About this exercise → The data below is to be repeated in full, exactly as shown.

Dataset records →
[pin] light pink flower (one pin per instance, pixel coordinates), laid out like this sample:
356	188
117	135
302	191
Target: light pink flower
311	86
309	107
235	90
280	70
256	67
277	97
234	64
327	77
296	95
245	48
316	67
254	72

Solution to this exercise →
[pin] light pink flower (one pin per instance, pixel coordinates), laid out like this sample:
356	188
117	135
302	191
Target: light pink flower
311	86
309	107
235	90
280	70
256	67
277	97
234	64
327	77
296	95
245	48
316	67
254	72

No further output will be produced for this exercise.